__Brief A__.
Pull out each line of the listing below that contains the string "rough".

__Extract__.

○ ○ ○

# Smoked eggs



## petesque (Feb 23, 2009)

Anyone ever smoke an egg? I did some time ago. Just got some eggs from the fridge and put them on the grate in my smoker for about 2 hours. The smoke penatrated and the eggs were good.


Pete


----------



## fired up (Feb 23, 2009)

That is an interesting idea, bet they make good deviled eggs.


----------



## meat hunter (Feb 23, 2009)

Now that does sound interesting. Did you put a whole uncooked egg in the smoker? If so, did it end up cooking in the shell or was it on a low heat. Or was it hardboiled first then on the smoker. I would like to try this. Have several chickens and oodles of eggs.


----------



## two-eyes-up (Feb 23, 2009)

Very interesting, would like to know more also.


----------



## slanted88 (Feb 23, 2009)

I always put em in my cold smoke. Tasty!


----------



## petesque (Feb 23, 2009)

I have only done them a few times. Cooking ribs at 250 or so. Yes raw eggs straight from the fridge. I haven't really messed with times but about 2 hours. Makes for a nice snack.

Pete


----------



## rivet (Feb 23, 2009)

I smoke em all the time- the kids love them! Just put them in stright from the fridge as far from the heat source as you can and leave them on for about an hour and a half. The smoke goes through the shell and gets into the white. They come out just like a hard boiled egg, but with a smokey taste. Just like making fatties, you better make a lot more than you thought you would need cause they disappear!


----------



## meat hunter (Feb 23, 2009)

Oh man that sounds really cool. Is one wood favored over the other for this? I assume that too much heat would cause the eggs to crack or EXPLODE? This is really cool. May be a dumb question, but I wonder if one could brine them to impart other flavors into the egg. You think a brine would penetrate? I know when I tell the wife this one, she is gonna roll her eyes at me. But then again she rolled her eyes when I said I was going to smoke a turkey. Guess whos in charge of making turkey now


----------



## travcoman45 (Feb 24, 2009)

Ya pickle eggs, so brinin shouldn't be much different.


----------



## meat hunter (Feb 24, 2009)

Well normally, pickled eggs are made after the egg is hardboiled then pickled, right? I, talking raw with the shell on, would a brine penetrate the shell? Im really psyched about making these, I find it really interesting. By the way Travcoman45, where you at in Northern Iowa?


----------



## blacklab (Feb 24, 2009)

definitely a Arsenial Hall moment. Things that make ya go hmmmm


----------



## fired up (Feb 24, 2009)

I know that if you soak a raw egg in vinegar for about a week the vinegar will eat away the shell leaving only the membrane and the inside of the eggs. Pretty cool little science experiment. you can pick up the whole egg without the shell and play with it.

○ ○ ○

Extracted records
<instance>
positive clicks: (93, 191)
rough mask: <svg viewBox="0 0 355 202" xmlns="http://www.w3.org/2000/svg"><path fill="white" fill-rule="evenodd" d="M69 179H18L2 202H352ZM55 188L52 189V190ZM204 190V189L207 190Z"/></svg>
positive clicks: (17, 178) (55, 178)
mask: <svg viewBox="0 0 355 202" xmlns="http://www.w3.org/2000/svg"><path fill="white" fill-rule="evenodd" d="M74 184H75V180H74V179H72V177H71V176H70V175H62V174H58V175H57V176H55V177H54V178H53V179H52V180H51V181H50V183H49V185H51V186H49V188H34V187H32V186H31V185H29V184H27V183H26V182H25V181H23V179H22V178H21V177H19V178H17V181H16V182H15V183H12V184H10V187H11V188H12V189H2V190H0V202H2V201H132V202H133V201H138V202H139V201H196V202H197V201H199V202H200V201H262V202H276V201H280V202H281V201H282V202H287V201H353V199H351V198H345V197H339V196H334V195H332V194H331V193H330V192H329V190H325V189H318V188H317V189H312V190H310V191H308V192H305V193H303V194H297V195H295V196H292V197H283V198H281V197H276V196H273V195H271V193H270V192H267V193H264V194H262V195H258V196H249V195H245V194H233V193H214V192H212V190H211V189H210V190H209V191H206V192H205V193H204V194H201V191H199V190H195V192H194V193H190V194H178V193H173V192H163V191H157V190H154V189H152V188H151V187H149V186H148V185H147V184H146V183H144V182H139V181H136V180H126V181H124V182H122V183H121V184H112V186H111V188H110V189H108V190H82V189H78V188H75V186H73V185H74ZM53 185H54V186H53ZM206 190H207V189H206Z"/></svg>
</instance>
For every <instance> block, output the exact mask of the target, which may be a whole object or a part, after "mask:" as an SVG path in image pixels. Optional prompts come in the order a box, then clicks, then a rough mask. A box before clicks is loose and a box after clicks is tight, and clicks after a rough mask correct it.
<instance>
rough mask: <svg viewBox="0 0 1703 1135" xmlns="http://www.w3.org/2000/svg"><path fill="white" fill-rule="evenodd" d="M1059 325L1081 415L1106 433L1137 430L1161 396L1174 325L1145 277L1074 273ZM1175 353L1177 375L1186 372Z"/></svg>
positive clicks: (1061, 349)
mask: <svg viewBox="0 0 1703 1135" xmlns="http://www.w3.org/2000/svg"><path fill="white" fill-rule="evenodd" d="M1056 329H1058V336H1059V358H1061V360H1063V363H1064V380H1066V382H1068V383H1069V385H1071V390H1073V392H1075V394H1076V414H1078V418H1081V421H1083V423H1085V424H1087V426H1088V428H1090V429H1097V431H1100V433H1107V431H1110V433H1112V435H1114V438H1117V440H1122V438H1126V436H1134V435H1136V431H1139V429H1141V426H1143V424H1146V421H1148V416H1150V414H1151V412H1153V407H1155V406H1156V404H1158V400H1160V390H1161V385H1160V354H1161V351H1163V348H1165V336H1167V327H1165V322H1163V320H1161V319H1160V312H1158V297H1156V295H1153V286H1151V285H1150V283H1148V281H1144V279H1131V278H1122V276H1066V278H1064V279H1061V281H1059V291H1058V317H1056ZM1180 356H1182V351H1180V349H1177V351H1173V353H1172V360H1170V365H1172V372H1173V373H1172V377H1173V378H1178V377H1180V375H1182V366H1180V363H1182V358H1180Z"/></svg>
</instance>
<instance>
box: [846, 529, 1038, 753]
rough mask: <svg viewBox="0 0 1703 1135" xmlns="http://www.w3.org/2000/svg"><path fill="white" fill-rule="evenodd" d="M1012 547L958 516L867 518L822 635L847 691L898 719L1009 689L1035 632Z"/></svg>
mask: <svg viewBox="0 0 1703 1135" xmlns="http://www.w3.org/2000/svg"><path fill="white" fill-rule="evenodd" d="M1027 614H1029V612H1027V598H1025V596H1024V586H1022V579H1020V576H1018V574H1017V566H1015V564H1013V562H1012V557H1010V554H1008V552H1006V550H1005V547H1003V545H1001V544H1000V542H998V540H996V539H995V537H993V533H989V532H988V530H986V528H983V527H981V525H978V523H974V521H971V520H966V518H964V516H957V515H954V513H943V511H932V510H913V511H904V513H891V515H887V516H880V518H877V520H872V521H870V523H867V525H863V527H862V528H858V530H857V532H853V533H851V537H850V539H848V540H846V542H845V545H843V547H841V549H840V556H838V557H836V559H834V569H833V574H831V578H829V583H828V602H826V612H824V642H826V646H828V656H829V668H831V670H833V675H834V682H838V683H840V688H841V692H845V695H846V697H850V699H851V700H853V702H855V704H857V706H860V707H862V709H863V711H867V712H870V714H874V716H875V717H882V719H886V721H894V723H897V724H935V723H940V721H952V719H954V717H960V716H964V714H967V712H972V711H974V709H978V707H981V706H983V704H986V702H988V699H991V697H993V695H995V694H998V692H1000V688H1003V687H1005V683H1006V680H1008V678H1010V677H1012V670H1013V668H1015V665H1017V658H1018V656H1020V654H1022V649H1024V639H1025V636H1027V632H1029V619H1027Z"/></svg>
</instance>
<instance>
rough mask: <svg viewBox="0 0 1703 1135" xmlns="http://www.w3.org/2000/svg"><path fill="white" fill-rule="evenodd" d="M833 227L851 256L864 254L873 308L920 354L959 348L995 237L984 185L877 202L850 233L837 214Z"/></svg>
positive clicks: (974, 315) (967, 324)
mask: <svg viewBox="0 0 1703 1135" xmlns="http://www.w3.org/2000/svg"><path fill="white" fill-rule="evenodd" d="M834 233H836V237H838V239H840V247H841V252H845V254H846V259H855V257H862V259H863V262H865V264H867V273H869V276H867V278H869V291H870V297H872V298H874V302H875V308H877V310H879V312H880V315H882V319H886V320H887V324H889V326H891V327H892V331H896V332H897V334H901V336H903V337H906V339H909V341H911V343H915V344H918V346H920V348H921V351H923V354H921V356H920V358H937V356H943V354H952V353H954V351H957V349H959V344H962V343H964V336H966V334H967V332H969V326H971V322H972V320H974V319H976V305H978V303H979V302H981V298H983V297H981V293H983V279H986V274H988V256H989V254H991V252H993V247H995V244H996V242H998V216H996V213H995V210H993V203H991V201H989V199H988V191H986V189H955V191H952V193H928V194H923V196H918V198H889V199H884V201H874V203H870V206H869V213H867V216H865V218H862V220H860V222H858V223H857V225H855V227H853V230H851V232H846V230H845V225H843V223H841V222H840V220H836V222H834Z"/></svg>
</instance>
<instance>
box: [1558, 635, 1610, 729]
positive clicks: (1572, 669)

○ ○ ○

__Brief B__.
In the smoked eggs thread above, transcribe word for word everything from "Now that does" down to "two-eyes-up (Feb 23, 2009)".

__Your response A__.
rough mask: <svg viewBox="0 0 355 202" xmlns="http://www.w3.org/2000/svg"><path fill="white" fill-rule="evenodd" d="M69 179H18L2 202H352ZM55 188L52 189V190ZM204 190V189L207 190Z"/></svg>
For every <instance> block, output the exact mask of the target, which may be a whole object or a part, after "mask:" as an SVG path in image pixels. Optional prompts come in the order a box, then clicks, then a rough mask. A box before clicks is loose and a box after clicks is tight, and clicks after a rough mask correct it.
rough mask: <svg viewBox="0 0 1703 1135" xmlns="http://www.w3.org/2000/svg"><path fill="white" fill-rule="evenodd" d="M1059 325L1081 415L1106 433L1137 430L1161 396L1174 325L1145 277L1074 273ZM1175 353L1177 375L1186 372Z"/></svg>
rough mask: <svg viewBox="0 0 1703 1135" xmlns="http://www.w3.org/2000/svg"><path fill="white" fill-rule="evenodd" d="M1012 547L958 516L867 518L822 635L847 691L898 719L1009 689L1035 632Z"/></svg>
rough mask: <svg viewBox="0 0 1703 1135" xmlns="http://www.w3.org/2000/svg"><path fill="white" fill-rule="evenodd" d="M833 227L851 256L864 254L873 308L920 354L959 348L995 237L984 185L877 202L850 233L837 214Z"/></svg>

__Your response B__.
Now that does sound interesting. Did you put a whole uncooked egg in the smoker? If so, did it end up cooking in the shell or was it on a low heat. Or was it hardboiled first then on the smoker. I would like to try this. Have several chickens and oodles of eggs.


----------



## two-eyes-up (Feb 23, 2009)